Requirement: Quote exactly, and only, the lines from the one containing "Where can the reflective" through the end of the material below. Skip pictures.

Data supplied:
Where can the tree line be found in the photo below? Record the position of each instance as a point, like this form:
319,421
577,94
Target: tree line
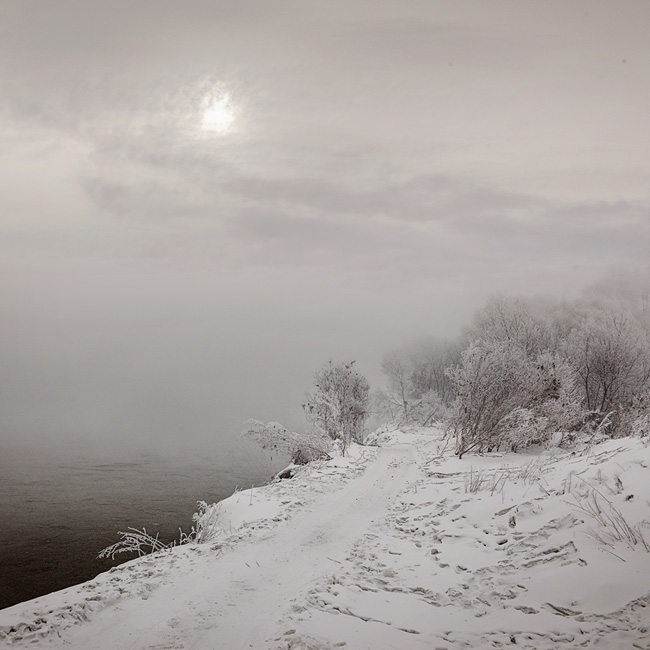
522,372
526,370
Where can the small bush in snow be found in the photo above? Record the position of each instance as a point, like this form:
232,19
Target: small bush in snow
339,405
301,447
135,541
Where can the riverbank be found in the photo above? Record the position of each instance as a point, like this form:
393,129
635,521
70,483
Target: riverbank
396,546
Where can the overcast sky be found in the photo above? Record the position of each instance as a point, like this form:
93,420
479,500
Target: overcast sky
202,201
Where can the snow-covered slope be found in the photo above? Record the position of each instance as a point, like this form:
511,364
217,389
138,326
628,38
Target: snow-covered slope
400,546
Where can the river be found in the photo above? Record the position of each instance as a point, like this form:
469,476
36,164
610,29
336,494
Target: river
61,504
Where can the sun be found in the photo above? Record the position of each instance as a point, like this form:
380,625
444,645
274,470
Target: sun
219,114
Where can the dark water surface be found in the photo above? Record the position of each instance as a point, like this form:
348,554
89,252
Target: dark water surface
60,506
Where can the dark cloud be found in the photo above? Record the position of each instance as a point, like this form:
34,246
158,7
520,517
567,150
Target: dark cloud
389,166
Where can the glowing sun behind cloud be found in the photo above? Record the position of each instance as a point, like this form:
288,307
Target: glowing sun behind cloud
219,114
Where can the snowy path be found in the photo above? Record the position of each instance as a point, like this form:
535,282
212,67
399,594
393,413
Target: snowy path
238,600
401,547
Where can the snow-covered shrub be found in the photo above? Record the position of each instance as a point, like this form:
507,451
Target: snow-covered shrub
417,392
301,447
641,426
206,522
506,397
339,405
492,379
135,541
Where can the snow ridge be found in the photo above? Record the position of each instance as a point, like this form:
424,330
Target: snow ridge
401,546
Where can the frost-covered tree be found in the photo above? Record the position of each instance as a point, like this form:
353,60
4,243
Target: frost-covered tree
611,354
492,379
511,319
339,404
417,392
300,447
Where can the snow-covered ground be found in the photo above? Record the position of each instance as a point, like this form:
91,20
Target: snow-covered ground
398,546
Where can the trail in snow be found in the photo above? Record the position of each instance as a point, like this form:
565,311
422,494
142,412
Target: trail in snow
420,551
238,600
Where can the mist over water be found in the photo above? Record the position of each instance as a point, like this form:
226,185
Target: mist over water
63,503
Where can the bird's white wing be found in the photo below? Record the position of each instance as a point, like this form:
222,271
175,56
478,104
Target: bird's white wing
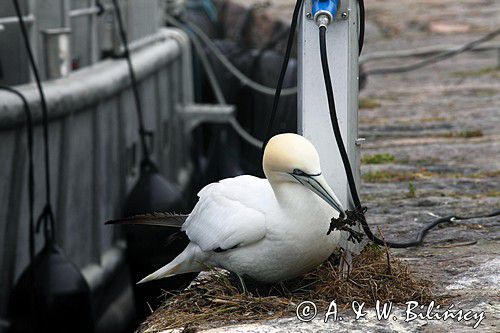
230,213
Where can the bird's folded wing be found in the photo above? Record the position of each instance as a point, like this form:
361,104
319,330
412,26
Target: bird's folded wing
225,218
155,219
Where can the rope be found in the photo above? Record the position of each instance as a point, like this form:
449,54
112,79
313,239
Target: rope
436,58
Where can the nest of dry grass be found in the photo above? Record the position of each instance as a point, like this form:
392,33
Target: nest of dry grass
218,299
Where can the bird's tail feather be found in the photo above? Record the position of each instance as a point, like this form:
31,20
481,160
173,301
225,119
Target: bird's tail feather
187,262
155,219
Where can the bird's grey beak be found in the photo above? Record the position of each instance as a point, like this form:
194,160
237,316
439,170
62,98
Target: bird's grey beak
318,185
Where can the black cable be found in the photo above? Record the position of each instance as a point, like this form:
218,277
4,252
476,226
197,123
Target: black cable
359,210
31,173
436,58
31,196
362,23
47,214
284,66
133,79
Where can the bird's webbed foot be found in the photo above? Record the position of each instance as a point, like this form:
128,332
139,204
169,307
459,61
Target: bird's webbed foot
352,217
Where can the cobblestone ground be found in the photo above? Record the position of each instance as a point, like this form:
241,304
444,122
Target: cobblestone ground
432,148
441,126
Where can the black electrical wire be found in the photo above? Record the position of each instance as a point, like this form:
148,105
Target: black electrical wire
284,66
31,193
362,24
133,79
47,215
359,210
31,173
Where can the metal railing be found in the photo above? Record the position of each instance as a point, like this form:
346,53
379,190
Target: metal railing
93,131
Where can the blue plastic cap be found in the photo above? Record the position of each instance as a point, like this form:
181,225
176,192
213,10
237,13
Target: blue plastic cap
330,6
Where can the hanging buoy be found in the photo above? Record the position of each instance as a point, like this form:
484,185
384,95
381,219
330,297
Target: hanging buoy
149,247
60,295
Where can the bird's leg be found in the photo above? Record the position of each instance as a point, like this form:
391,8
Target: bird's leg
345,263
242,282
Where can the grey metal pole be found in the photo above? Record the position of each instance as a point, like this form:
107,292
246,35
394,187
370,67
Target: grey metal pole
313,113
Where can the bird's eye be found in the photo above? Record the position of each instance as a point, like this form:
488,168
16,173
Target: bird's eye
298,172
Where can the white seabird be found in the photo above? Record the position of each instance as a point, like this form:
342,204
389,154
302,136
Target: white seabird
270,229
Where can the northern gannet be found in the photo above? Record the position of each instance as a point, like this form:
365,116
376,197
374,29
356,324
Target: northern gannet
270,229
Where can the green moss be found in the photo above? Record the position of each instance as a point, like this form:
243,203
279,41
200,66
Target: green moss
412,191
467,134
378,159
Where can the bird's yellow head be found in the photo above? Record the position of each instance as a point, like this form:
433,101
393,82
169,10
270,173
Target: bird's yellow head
291,158
286,152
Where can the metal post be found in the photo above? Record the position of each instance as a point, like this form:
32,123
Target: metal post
313,115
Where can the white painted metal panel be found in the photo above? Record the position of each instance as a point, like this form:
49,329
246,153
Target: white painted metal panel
313,113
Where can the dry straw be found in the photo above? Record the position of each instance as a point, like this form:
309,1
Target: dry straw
217,298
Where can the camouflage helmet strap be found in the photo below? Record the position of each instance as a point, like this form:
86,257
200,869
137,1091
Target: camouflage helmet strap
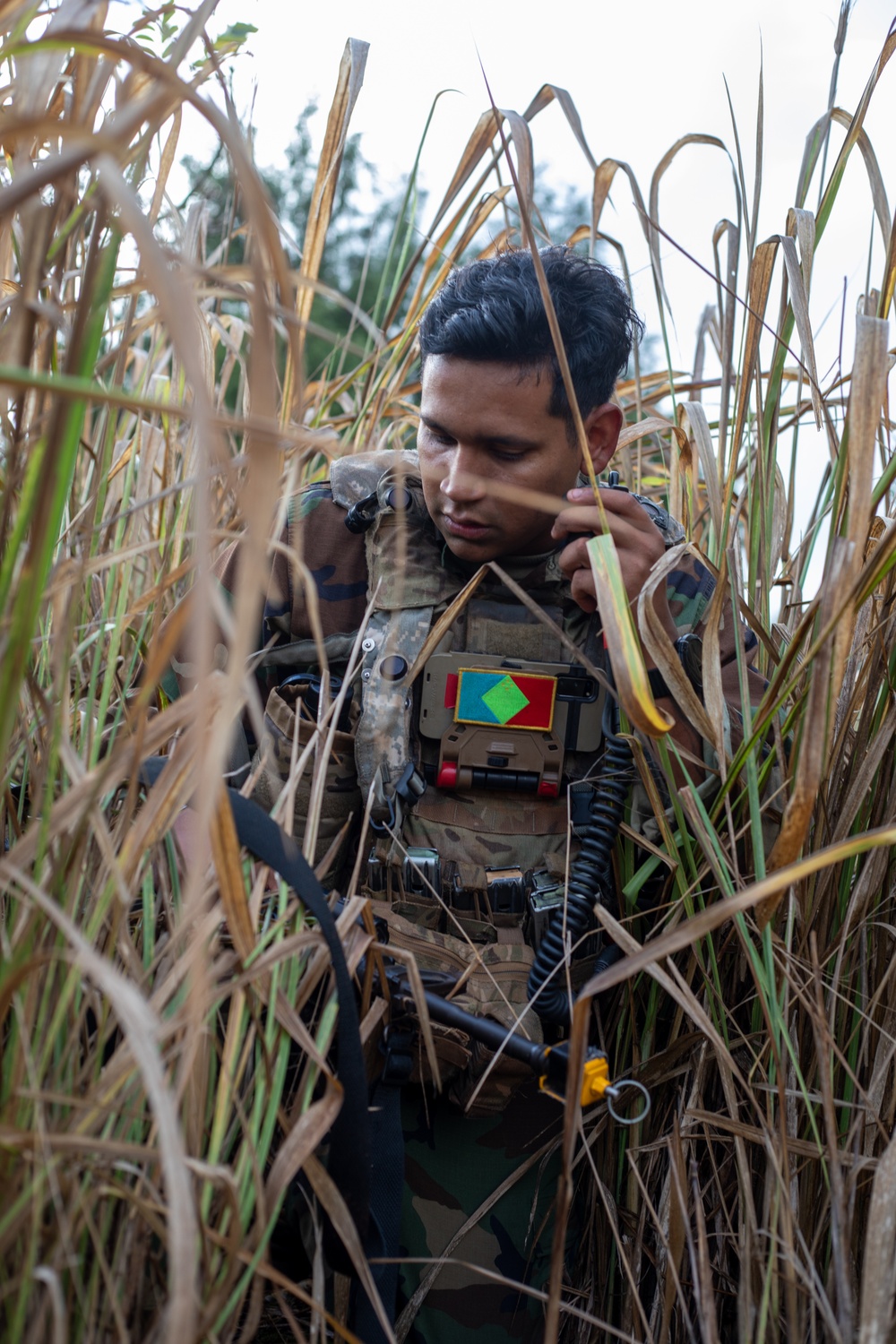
383,739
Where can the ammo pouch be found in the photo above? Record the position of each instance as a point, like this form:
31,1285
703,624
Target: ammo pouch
493,984
341,796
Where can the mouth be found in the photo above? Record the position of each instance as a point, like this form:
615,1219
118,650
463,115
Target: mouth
463,529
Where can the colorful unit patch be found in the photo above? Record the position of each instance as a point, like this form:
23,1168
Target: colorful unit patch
508,699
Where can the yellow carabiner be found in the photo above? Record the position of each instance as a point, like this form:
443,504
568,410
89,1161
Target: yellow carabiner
595,1080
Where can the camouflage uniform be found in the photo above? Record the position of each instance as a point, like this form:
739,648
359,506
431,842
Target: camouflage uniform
401,564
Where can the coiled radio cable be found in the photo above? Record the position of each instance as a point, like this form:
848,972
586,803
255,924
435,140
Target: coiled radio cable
590,876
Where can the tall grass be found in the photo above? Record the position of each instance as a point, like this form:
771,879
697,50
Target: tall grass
158,1070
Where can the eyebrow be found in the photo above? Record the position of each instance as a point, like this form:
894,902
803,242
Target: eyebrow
485,440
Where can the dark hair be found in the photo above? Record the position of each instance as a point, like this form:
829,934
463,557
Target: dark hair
492,311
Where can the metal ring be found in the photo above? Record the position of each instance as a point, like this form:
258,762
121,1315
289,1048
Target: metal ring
616,1091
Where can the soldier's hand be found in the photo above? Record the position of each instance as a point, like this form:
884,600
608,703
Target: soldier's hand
640,545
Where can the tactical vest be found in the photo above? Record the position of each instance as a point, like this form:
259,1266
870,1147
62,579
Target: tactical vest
462,863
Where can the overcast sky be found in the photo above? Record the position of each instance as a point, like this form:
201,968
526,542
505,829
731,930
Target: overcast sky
641,75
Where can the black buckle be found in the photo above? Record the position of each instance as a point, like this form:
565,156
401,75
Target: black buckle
397,1047
409,789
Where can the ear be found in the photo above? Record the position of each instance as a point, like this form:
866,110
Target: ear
602,426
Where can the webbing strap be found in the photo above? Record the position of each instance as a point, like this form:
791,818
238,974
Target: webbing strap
349,1153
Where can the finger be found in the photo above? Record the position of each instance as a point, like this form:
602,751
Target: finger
582,590
627,532
583,515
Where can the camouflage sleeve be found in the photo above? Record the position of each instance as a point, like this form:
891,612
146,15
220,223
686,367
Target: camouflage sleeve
314,532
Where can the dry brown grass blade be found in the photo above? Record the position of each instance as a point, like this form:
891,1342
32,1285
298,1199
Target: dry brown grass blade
351,75
869,375
879,1271
677,1228
142,1031
331,1199
228,867
692,418
697,926
799,306
654,194
759,284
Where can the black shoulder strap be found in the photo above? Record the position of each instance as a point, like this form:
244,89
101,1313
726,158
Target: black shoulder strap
349,1156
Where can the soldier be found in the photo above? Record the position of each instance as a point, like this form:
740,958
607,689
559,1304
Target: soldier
471,733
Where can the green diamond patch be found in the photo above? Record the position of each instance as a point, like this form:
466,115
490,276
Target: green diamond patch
505,699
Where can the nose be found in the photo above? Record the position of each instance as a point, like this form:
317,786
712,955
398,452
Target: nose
461,478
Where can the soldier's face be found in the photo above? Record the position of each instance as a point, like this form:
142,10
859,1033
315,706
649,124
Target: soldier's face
487,424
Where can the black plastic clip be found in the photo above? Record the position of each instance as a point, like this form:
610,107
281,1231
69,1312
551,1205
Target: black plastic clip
397,1047
408,790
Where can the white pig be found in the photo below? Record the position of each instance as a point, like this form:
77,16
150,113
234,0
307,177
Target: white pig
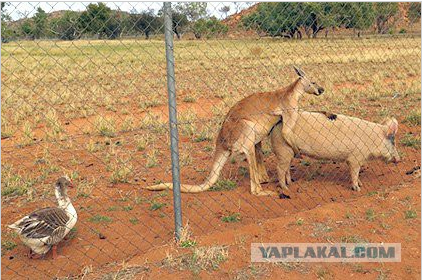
335,137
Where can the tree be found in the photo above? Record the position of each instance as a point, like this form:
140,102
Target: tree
210,27
145,22
6,31
66,26
276,19
414,12
225,10
26,29
94,19
359,16
180,22
192,10
40,23
384,13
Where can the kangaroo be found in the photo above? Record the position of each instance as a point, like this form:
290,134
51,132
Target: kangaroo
246,124
335,137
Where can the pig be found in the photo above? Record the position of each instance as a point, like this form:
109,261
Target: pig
335,137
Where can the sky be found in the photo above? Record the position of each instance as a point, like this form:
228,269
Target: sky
19,10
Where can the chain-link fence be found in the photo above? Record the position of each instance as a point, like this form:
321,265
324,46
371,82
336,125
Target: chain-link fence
84,93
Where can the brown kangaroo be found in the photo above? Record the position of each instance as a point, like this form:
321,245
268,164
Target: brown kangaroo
247,123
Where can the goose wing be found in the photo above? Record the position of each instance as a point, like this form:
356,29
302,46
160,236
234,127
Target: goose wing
47,223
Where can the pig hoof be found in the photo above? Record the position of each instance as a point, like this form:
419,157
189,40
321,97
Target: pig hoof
356,188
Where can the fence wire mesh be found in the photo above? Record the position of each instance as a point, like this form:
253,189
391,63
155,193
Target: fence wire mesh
84,94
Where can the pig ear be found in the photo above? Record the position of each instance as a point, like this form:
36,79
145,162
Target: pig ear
392,127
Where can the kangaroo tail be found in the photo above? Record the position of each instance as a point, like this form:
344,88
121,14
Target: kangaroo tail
220,159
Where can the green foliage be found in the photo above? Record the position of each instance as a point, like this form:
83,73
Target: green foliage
209,27
192,10
357,15
146,23
26,29
287,18
66,26
180,21
40,24
414,12
98,19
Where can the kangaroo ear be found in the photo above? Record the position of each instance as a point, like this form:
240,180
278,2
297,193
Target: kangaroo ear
392,127
299,72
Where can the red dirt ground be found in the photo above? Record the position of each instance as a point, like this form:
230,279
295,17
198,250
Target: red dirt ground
320,194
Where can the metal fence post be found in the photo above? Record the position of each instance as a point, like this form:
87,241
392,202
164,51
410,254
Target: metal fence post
174,135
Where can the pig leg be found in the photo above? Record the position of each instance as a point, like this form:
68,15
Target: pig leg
288,177
354,166
283,166
262,171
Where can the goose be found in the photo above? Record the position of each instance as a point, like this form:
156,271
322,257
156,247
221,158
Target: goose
43,229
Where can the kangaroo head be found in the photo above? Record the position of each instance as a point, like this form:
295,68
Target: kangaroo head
308,85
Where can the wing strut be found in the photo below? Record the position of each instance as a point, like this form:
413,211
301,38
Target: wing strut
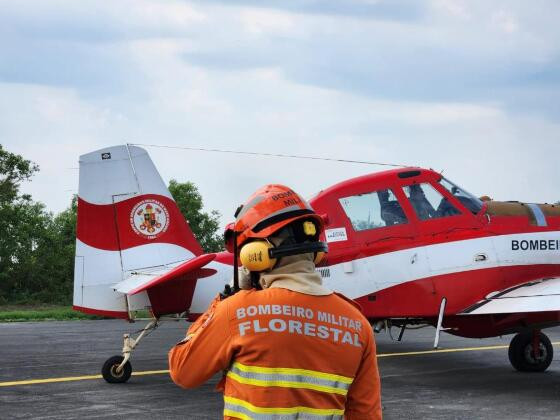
439,327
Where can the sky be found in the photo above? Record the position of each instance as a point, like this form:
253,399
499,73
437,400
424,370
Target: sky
471,88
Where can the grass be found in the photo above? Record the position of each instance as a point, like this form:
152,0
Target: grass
20,313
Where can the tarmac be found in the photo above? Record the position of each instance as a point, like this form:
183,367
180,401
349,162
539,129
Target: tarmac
51,370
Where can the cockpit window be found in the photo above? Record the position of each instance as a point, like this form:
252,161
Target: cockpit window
428,203
373,210
467,199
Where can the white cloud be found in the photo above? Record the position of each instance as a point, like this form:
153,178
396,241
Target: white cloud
441,91
505,21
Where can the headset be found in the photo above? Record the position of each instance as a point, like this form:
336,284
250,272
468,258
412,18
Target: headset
262,255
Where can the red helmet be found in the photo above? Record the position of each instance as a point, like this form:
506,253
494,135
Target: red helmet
269,209
228,236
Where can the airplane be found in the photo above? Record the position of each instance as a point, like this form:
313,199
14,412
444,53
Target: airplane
411,247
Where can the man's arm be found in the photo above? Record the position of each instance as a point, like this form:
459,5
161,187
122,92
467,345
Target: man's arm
206,349
364,396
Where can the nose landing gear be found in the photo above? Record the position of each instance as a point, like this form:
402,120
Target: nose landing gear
530,352
117,369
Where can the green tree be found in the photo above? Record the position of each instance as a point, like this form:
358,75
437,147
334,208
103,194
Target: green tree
23,229
13,170
204,225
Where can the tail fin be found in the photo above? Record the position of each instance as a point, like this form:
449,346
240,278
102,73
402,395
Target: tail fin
127,221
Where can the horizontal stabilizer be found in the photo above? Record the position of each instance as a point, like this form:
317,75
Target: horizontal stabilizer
140,281
536,296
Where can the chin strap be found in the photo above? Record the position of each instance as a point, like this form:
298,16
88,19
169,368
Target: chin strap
296,249
235,263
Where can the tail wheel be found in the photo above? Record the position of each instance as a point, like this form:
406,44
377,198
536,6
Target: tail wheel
523,356
110,373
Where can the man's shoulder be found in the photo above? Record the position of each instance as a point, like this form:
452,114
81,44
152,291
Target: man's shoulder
352,302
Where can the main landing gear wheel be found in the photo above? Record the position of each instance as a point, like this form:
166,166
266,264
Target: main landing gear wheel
523,355
110,370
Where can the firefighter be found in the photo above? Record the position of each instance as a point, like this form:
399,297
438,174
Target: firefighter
288,346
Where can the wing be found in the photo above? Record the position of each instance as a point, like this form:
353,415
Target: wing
143,280
535,296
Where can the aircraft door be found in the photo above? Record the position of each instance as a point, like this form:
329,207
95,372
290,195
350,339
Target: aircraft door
384,239
454,243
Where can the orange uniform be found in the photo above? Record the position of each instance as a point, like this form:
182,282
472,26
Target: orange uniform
284,354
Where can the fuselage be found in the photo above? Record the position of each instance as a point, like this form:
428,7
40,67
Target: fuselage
400,241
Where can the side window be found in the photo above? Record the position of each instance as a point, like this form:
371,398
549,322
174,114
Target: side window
373,210
467,199
428,203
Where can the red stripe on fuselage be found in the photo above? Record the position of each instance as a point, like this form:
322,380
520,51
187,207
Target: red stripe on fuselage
109,227
422,298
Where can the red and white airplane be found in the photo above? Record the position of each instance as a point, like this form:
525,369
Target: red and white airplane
407,244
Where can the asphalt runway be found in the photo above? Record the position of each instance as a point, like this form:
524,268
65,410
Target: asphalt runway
469,379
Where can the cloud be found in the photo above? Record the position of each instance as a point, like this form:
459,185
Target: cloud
447,86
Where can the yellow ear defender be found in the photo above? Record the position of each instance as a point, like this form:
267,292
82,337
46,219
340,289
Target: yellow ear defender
255,256
319,257
262,255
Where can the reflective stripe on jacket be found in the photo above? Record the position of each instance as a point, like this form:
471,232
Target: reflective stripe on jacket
286,355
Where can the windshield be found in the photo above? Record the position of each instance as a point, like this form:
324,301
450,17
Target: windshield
467,199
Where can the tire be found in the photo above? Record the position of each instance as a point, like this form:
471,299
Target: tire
109,370
521,354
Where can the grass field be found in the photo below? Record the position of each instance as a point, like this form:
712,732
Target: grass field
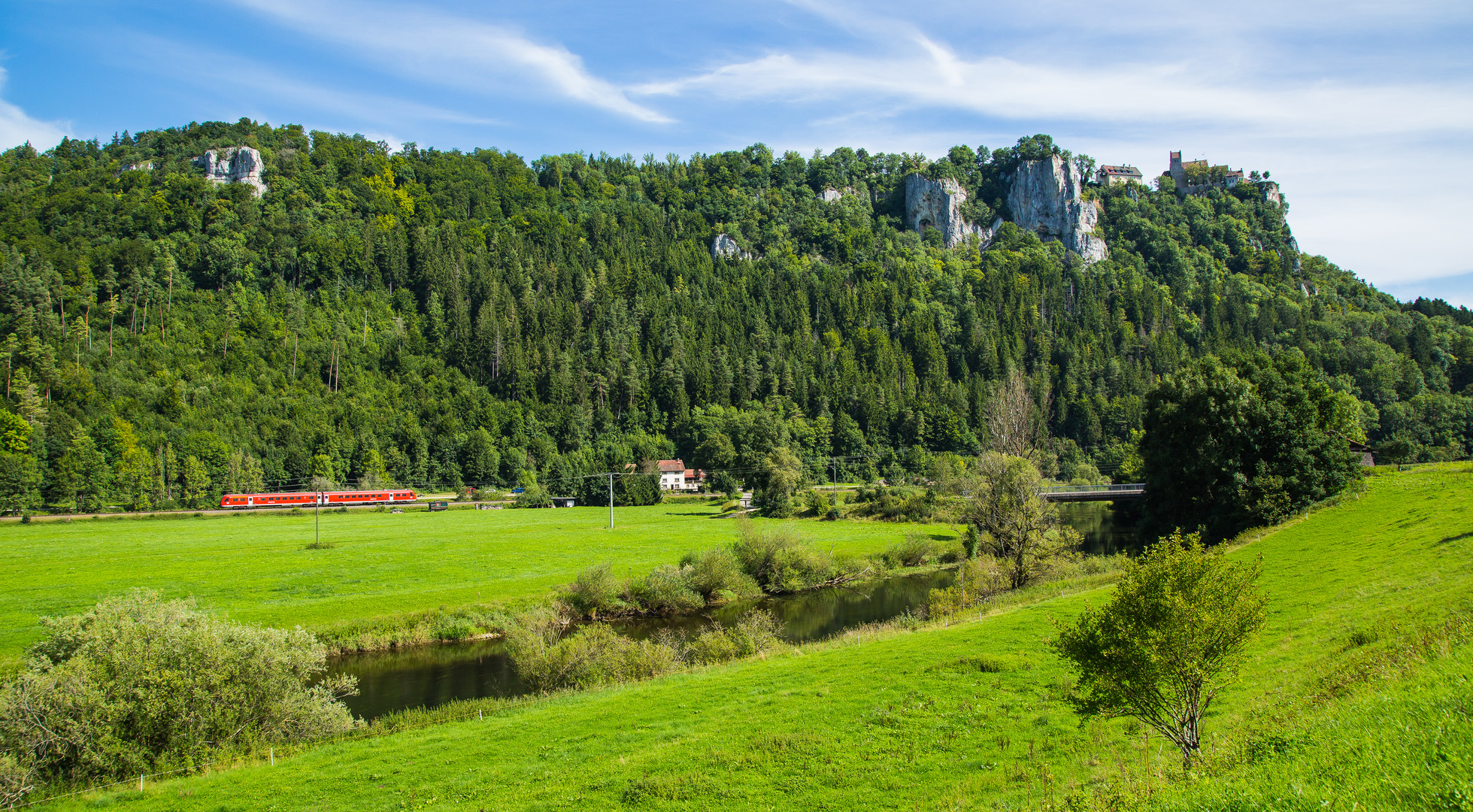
255,566
967,717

Solution to the exercise:
Where can the reflective stripe on jacket be found in the photo above? Record the position of each instance as a point, like this form:
471,232
Target: reflective stripe on jacket
286,355
Where can the windshield be found in the photo above? Record the position of each instance as a point, like this form:
324,301
450,17
Target: windshield
467,199
Where can the tire be found in the photo above? Record the position of each instance as a point, like this form:
471,299
Target: tire
109,370
521,354
Where can the grass field be found in the photo below? Record the position of each instance as a point, like this form:
712,732
Target: grass field
255,566
967,717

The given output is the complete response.